Records from a dataset:
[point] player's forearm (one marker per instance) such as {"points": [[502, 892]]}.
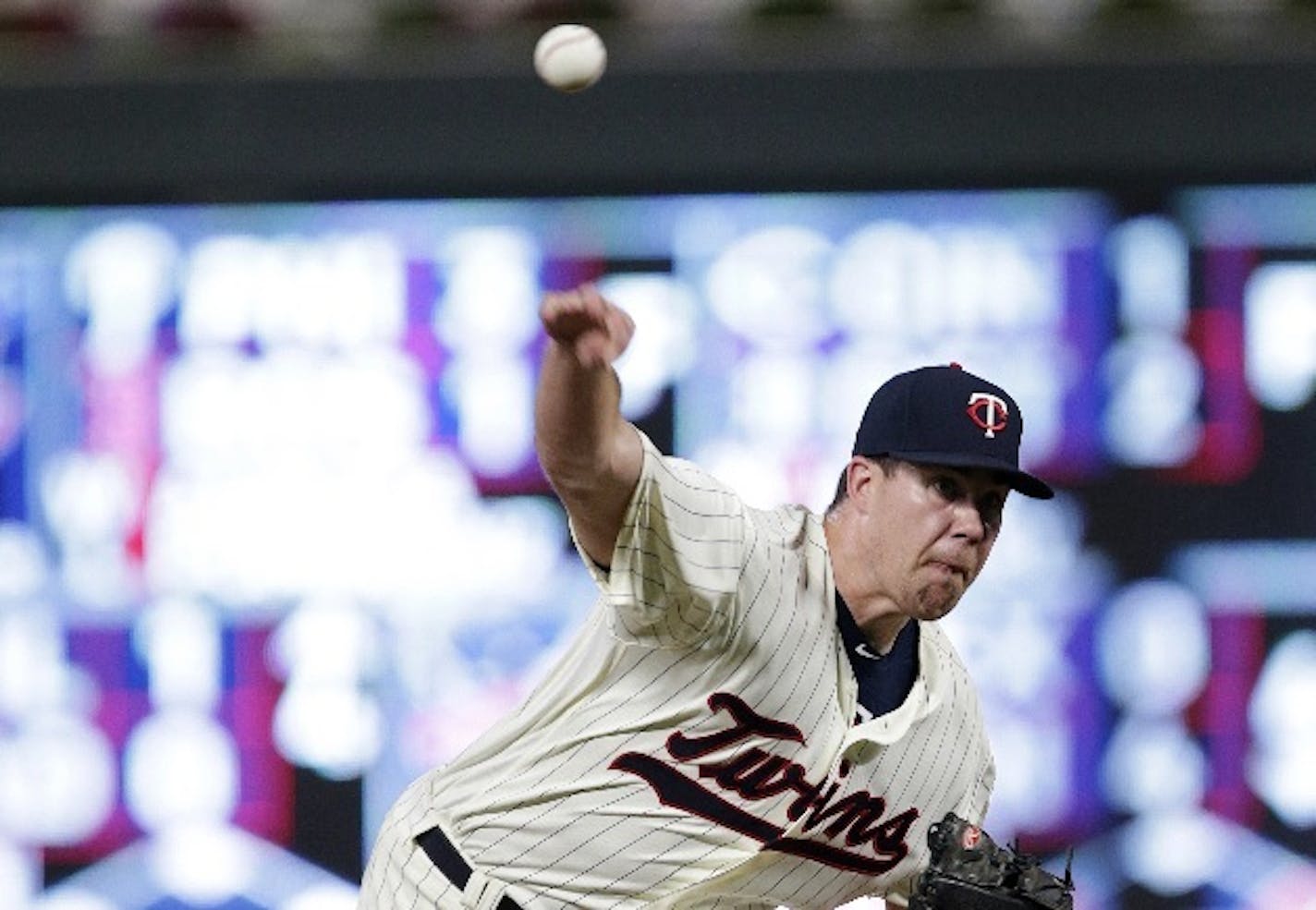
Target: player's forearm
{"points": [[577, 416], [587, 449]]}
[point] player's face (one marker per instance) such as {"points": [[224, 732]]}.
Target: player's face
{"points": [[931, 530]]}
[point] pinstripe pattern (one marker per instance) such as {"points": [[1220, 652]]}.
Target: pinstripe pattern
{"points": [[624, 782]]}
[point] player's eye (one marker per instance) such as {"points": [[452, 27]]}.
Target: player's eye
{"points": [[947, 487], [991, 509]]}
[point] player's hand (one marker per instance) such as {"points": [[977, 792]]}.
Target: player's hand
{"points": [[587, 325]]}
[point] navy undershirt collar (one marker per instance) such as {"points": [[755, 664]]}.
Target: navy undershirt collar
{"points": [[884, 680]]}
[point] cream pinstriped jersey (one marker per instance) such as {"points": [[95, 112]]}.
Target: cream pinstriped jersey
{"points": [[697, 746]]}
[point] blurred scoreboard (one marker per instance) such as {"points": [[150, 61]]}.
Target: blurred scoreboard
{"points": [[263, 469]]}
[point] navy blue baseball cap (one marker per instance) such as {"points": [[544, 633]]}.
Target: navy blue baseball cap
{"points": [[947, 416]]}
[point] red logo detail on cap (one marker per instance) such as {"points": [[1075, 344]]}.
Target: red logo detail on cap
{"points": [[990, 412]]}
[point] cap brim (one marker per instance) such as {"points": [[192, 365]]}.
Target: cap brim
{"points": [[1020, 480]]}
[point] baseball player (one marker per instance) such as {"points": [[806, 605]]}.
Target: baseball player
{"points": [[761, 710]]}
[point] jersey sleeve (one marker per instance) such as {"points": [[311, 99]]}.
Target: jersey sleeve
{"points": [[678, 556]]}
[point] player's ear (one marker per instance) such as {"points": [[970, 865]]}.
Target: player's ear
{"points": [[859, 476]]}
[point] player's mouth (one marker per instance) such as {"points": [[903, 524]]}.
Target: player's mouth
{"points": [[949, 568]]}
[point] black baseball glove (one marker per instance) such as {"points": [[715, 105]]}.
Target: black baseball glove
{"points": [[970, 872]]}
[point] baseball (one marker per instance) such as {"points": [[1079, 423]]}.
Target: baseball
{"points": [[570, 56]]}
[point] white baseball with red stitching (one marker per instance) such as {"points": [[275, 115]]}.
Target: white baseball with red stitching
{"points": [[570, 56]]}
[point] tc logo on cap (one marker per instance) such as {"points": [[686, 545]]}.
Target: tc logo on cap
{"points": [[990, 412]]}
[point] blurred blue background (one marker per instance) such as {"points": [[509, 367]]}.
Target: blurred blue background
{"points": [[273, 537]]}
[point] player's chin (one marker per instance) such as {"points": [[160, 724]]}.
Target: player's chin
{"points": [[936, 601]]}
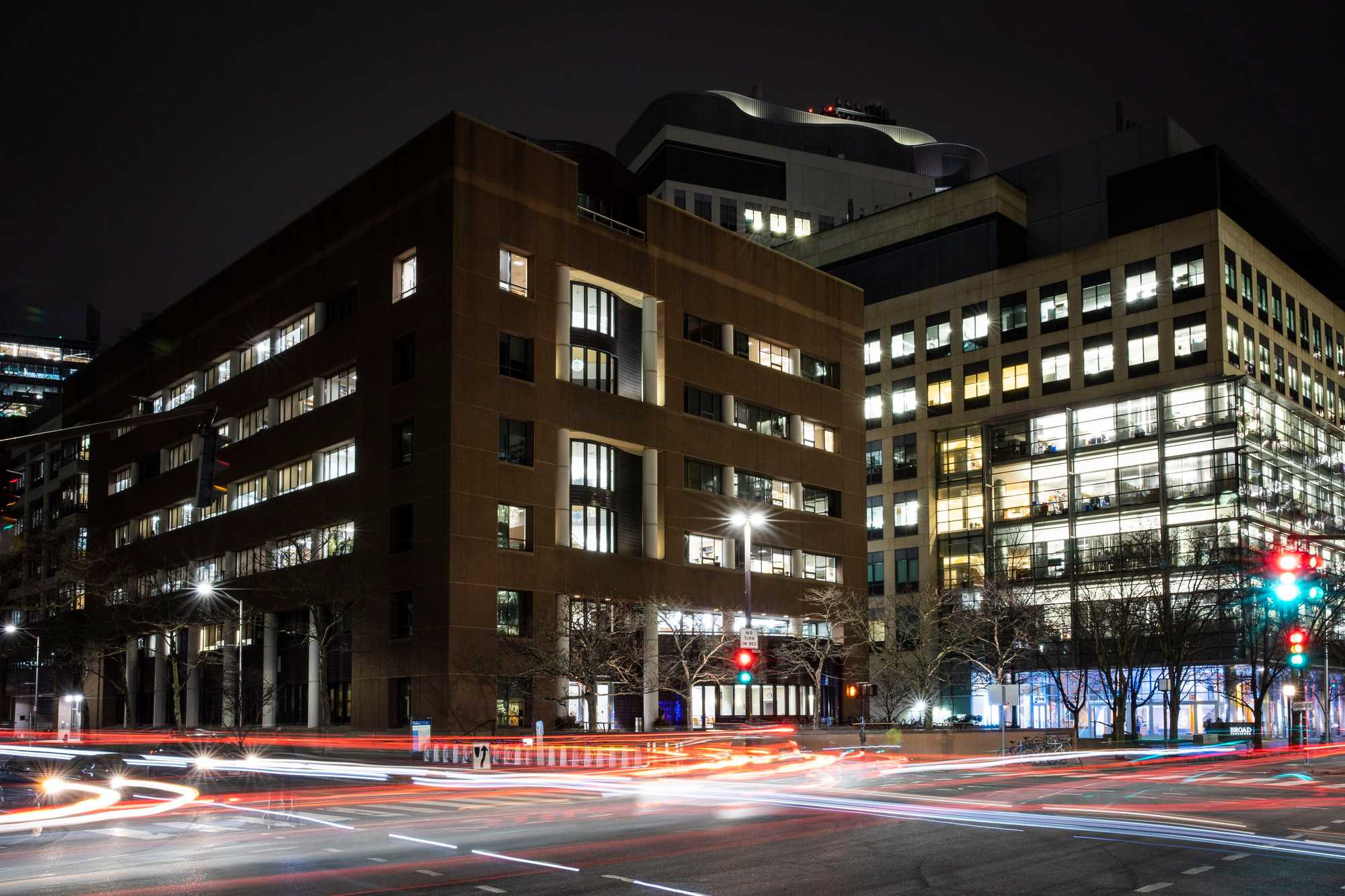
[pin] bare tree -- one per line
(597, 645)
(699, 649)
(843, 619)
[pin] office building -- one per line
(463, 403)
(1114, 345)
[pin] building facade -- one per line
(1065, 420)
(463, 403)
(777, 173)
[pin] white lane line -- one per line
(418, 840)
(527, 861)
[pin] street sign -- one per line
(482, 756)
(420, 735)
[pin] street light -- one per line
(37, 670)
(206, 589)
(747, 520)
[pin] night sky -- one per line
(146, 150)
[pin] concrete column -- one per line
(650, 503)
(563, 322)
(315, 686)
(132, 682)
(192, 717)
(650, 350)
(229, 684)
(268, 670)
(563, 487)
(652, 665)
(563, 649)
(161, 712)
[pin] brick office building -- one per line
(455, 391)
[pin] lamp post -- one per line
(747, 520)
(206, 589)
(37, 671)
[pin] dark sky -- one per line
(145, 150)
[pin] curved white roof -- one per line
(773, 112)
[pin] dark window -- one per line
(404, 358)
(704, 477)
(905, 456)
(516, 443)
(875, 572)
(513, 528)
(404, 442)
(1013, 317)
(401, 529)
(516, 357)
(701, 404)
(821, 501)
(730, 214)
(1096, 296)
(400, 614)
(906, 569)
(874, 462)
(400, 712)
(824, 372)
(703, 331)
(513, 610)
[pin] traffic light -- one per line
(1297, 649)
(1295, 576)
(746, 661)
(208, 466)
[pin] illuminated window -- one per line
(704, 551)
(1016, 374)
(340, 462)
(513, 272)
(592, 309)
(818, 436)
(297, 403)
(404, 276)
(592, 529)
(513, 529)
(295, 333)
(341, 385)
(295, 477)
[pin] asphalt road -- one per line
(369, 838)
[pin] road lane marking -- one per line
(527, 861)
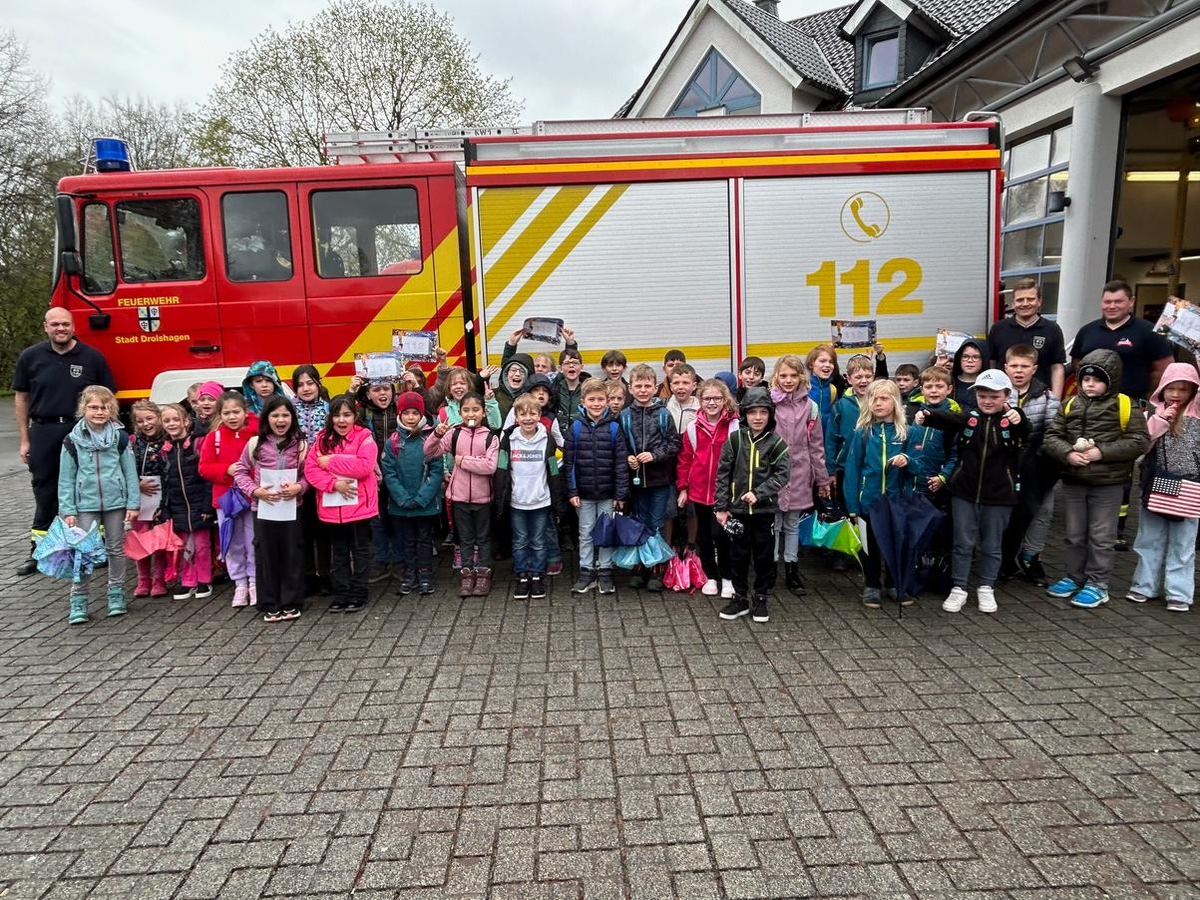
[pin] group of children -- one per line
(297, 493)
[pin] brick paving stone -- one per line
(630, 747)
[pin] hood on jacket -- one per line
(1179, 372)
(757, 396)
(1110, 363)
(88, 439)
(957, 366)
(519, 359)
(262, 367)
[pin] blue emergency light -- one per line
(112, 155)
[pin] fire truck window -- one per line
(160, 240)
(256, 232)
(99, 263)
(367, 233)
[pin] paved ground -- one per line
(591, 749)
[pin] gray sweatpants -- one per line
(114, 544)
(1091, 513)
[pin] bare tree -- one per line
(359, 65)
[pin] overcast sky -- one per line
(567, 58)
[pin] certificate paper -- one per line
(414, 345)
(333, 498)
(280, 510)
(545, 330)
(149, 503)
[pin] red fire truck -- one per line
(724, 238)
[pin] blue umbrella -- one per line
(70, 552)
(231, 505)
(903, 528)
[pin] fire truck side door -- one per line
(367, 265)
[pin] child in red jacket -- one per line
(219, 456)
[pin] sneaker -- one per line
(760, 610)
(987, 597)
(1063, 588)
(955, 600)
(736, 609)
(1090, 597)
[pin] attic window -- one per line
(882, 63)
(717, 89)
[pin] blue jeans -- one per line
(983, 523)
(529, 531)
(589, 511)
(388, 539)
(1167, 557)
(651, 505)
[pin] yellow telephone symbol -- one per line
(865, 217)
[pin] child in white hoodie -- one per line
(527, 453)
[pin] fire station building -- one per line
(1101, 105)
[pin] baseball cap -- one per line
(993, 379)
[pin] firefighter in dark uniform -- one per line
(47, 383)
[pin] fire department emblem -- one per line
(148, 318)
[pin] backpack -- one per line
(123, 447)
(1125, 408)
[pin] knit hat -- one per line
(411, 400)
(993, 379)
(1095, 371)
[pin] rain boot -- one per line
(483, 582)
(117, 605)
(467, 581)
(143, 586)
(78, 609)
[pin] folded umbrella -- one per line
(70, 552)
(903, 528)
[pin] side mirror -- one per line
(64, 207)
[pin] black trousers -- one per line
(757, 544)
(349, 549)
(279, 564)
(45, 447)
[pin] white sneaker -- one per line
(955, 601)
(987, 597)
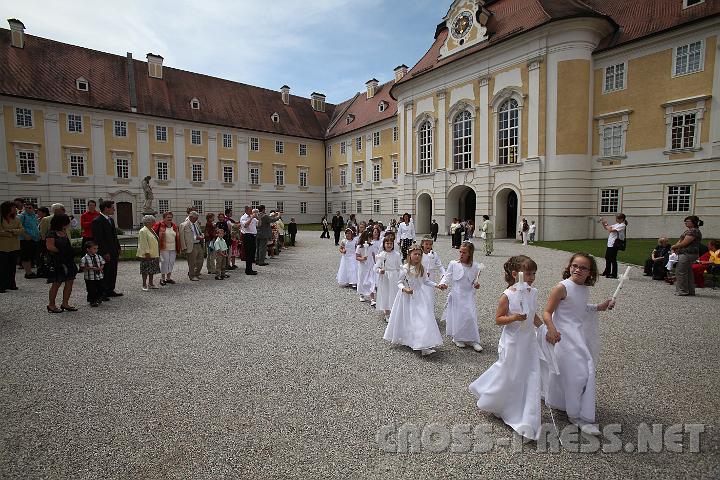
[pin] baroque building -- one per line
(557, 111)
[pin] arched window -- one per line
(425, 157)
(508, 132)
(462, 141)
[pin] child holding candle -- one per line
(347, 273)
(388, 265)
(460, 313)
(510, 388)
(571, 326)
(412, 321)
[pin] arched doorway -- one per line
(424, 213)
(506, 213)
(461, 203)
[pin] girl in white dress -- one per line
(412, 322)
(347, 273)
(460, 314)
(388, 265)
(571, 326)
(365, 282)
(510, 388)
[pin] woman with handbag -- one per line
(616, 241)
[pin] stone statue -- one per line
(147, 190)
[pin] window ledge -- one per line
(675, 151)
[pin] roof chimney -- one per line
(400, 72)
(154, 65)
(371, 87)
(286, 94)
(317, 101)
(17, 32)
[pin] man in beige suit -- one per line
(191, 239)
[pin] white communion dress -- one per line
(510, 388)
(347, 273)
(568, 367)
(391, 263)
(460, 313)
(412, 322)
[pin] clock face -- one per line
(461, 25)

- ABOUT THIS EXERCISE
Repeat the data exactly, dropping every picture it holds.

- ANSWER
[point] player's forearm (one marker per instance) such as {"points": [[502, 892]]}.
Target: player's forearm
{"points": [[577, 416], [587, 449]]}
[point] player's face (one marker per instance) such as {"points": [[224, 732]]}.
Target: player's face
{"points": [[931, 530]]}
[point] pinstripe pattern (one marker per instance) such as {"points": [[1220, 652]]}.
Target: pinstripe pattern
{"points": [[624, 782]]}
[point] player's eye (one marker per instance) such as {"points": [[452, 27]]}.
Target: player's eye
{"points": [[947, 487], [991, 509]]}
[point] player's hand (one marker per instance) such as {"points": [[977, 792]]}.
Target: player's hand
{"points": [[587, 325]]}
[point] navy undershirt collar (one marker per instance) such as {"points": [[755, 664]]}.
Target: navy undershirt collar
{"points": [[884, 680]]}
[point] cream pinstriped jersey (one marker per instance) such as {"points": [[95, 112]]}.
Target: cream pinstriped jersey
{"points": [[697, 746]]}
[point] blurred scoreboard (one marker per instance) such as {"points": [[150, 61]]}.
Target: blurred scoreboard
{"points": [[263, 469]]}
[point] navy blue baseball cap (one marker per instance) such as {"points": [[544, 633]]}.
Target: navy blue baseball cap
{"points": [[947, 416]]}
[point] red logo detail on cap (one marker per instance) such as {"points": [[1075, 344]]}.
Target: red logo detail on cap
{"points": [[990, 412]]}
[point] cap brim (one marker per instance) such as {"points": [[192, 365]]}.
Target: cap brim
{"points": [[1020, 480]]}
[point] baseball player (one marker per instance) such as {"points": [[806, 605]]}.
Target: baseball player
{"points": [[761, 710]]}
[point] jersey sleeve (one marker per instance) such as {"points": [[311, 99]]}.
Target: jersey sleeve
{"points": [[678, 556]]}
[point] player's ear (one marker per instance) such as {"points": [[970, 865]]}.
Target: player's ear
{"points": [[859, 476]]}
[point] player's mouth (one marker per instance) such as {"points": [[903, 524]]}.
Target: player's mouth
{"points": [[949, 568]]}
[point] black baseball glove (one marker per instance) such as {"points": [[715, 105]]}.
Target: black baseball glove
{"points": [[970, 872]]}
[point] baseball (one marker per instance) such as {"points": [[1079, 423]]}.
Target: baseball
{"points": [[570, 56]]}
[point] white baseball with red stitching (one marker per instance) such as {"points": [[275, 115]]}.
Target: white baseball with red stitching
{"points": [[570, 56]]}
[point] tc logo on cap (one marker per instance) such as {"points": [[686, 545]]}.
Target: tc logo on cap
{"points": [[990, 412]]}
[point] blurred blue background (one marker per instance) such as {"points": [[509, 367]]}.
Target: blurred blue background
{"points": [[273, 537]]}
[point] player's chin (one marker per instance) such as {"points": [[160, 724]]}.
Target: player's chin
{"points": [[936, 601]]}
[pin] bare tree -- one per line
(597, 645)
(699, 649)
(843, 619)
[pin] office building -- one per line
(463, 403)
(1114, 345)
[pin] building facade -- one per line
(1065, 420)
(463, 403)
(777, 173)
[pin] white lane line -- one per line
(418, 840)
(527, 861)
[pin] street sign -- one per line
(482, 756)
(420, 735)
[pin] street light -- one per line
(37, 670)
(206, 589)
(747, 520)
[pin] night sky -- one per line
(146, 150)
[pin] concrete column -- one per line
(650, 503)
(563, 322)
(315, 686)
(132, 682)
(192, 717)
(650, 350)
(229, 684)
(268, 670)
(563, 487)
(652, 665)
(563, 649)
(161, 712)
[pin] brick office building -- one per line
(455, 391)
[pin] lamp post -- one per line
(747, 520)
(206, 589)
(37, 671)
[pin] dark sky -- one per line
(145, 150)
[pin] curved white roof -- one per line
(773, 112)
[pin] dark window -- one per line
(404, 358)
(704, 477)
(905, 456)
(516, 443)
(875, 572)
(513, 528)
(404, 442)
(1013, 317)
(401, 529)
(516, 357)
(701, 404)
(821, 501)
(730, 214)
(1096, 296)
(400, 614)
(906, 569)
(874, 462)
(400, 712)
(824, 372)
(703, 331)
(513, 610)
[pin] traffic light -- one per line
(1297, 649)
(1295, 576)
(746, 661)
(208, 466)
[pin] illuminated window -- one per line
(704, 551)
(1016, 374)
(340, 462)
(513, 272)
(592, 309)
(818, 436)
(297, 403)
(404, 276)
(592, 529)
(513, 529)
(295, 333)
(341, 385)
(295, 477)
[pin] asphalt road -- one per line
(369, 838)
[pin] road lane marking -- one per line
(527, 861)
[pin] group of children -- one per line
(297, 493)
[pin] brick paving stone -- one per line
(630, 747)
[pin] hood on jacket -- one per line
(1179, 372)
(757, 396)
(1110, 363)
(88, 439)
(957, 366)
(519, 359)
(262, 367)
[pin] blue emergency light -- one per line
(112, 155)
[pin] fire truck window -- one per line
(160, 240)
(256, 232)
(99, 263)
(367, 233)
[pin] paved ground -- one per line
(591, 749)
[pin] gray sweatpants -- one per line
(114, 544)
(1091, 513)
[pin] bare tree -- one per line
(359, 65)
[pin] overcast sky -- one per line
(567, 58)
[pin] certificate paper -- one per line
(414, 345)
(333, 498)
(280, 510)
(545, 330)
(149, 503)
[pin] red fire truck -- one per line
(724, 238)
[pin] blue umbrella -- one per line
(70, 552)
(231, 505)
(903, 528)
[pin] fire truck side door -- one per line
(367, 265)
[pin] child in red jacket -- one per line
(219, 456)
[pin] sneaker -- one per line
(760, 610)
(987, 597)
(1063, 588)
(955, 600)
(736, 609)
(1090, 597)
[pin] attic window -- one per line
(882, 63)
(717, 89)
[pin] blue jeans -- one per line
(983, 523)
(529, 531)
(589, 511)
(388, 539)
(1167, 557)
(651, 505)
[pin] yellow telephone symbol -- one per line
(865, 217)
[pin] child in white hoodie -- one per line
(527, 453)
[pin] fire station building -- one per line
(1101, 105)
[pin] baseball cap -- one per line
(993, 379)
[pin] firefighter in dark uniform -- one per line
(47, 383)
[pin] fire department emblem -- one per line
(148, 318)
[pin] backpack -- one per line
(123, 447)
(1125, 408)
[pin] knit hat -- one per line
(411, 400)
(993, 379)
(1095, 371)
[pin] rain boot -- one per line
(483, 582)
(117, 605)
(467, 581)
(143, 586)
(78, 609)
[pin] folded umbrella -- one per line
(70, 552)
(903, 528)
[pin] side mirror -- one per line
(64, 207)
[pin] black trousers -- one per line
(757, 544)
(349, 549)
(279, 564)
(45, 447)
[pin] white sneaker -- one per line
(955, 601)
(987, 597)
[pin] baroque building -- one per line
(557, 111)
[pin] arched window -- one per line
(425, 157)
(508, 132)
(462, 141)
[pin] child holding candle -- one per line
(347, 273)
(388, 265)
(460, 313)
(510, 388)
(571, 326)
(412, 321)
[pin] arched doorway -- one per line
(424, 213)
(506, 213)
(461, 203)
[pin] girl in white dress -- one per line
(412, 322)
(347, 273)
(460, 314)
(388, 265)
(571, 326)
(365, 282)
(510, 388)
[pin] woman with handbag -- one per line
(616, 241)
[pin] stone statue -- one per line
(147, 190)
[pin] window ledge -- one per line
(675, 151)
[pin] roof chimney -- one per line
(400, 72)
(154, 65)
(371, 87)
(286, 94)
(317, 101)
(17, 32)
[pin] man in beige suit -- one per line
(191, 239)
[pin] white communion dress -- one per line
(510, 388)
(347, 273)
(568, 367)
(391, 263)
(460, 313)
(412, 322)
[pin] clock face -- one per line
(461, 25)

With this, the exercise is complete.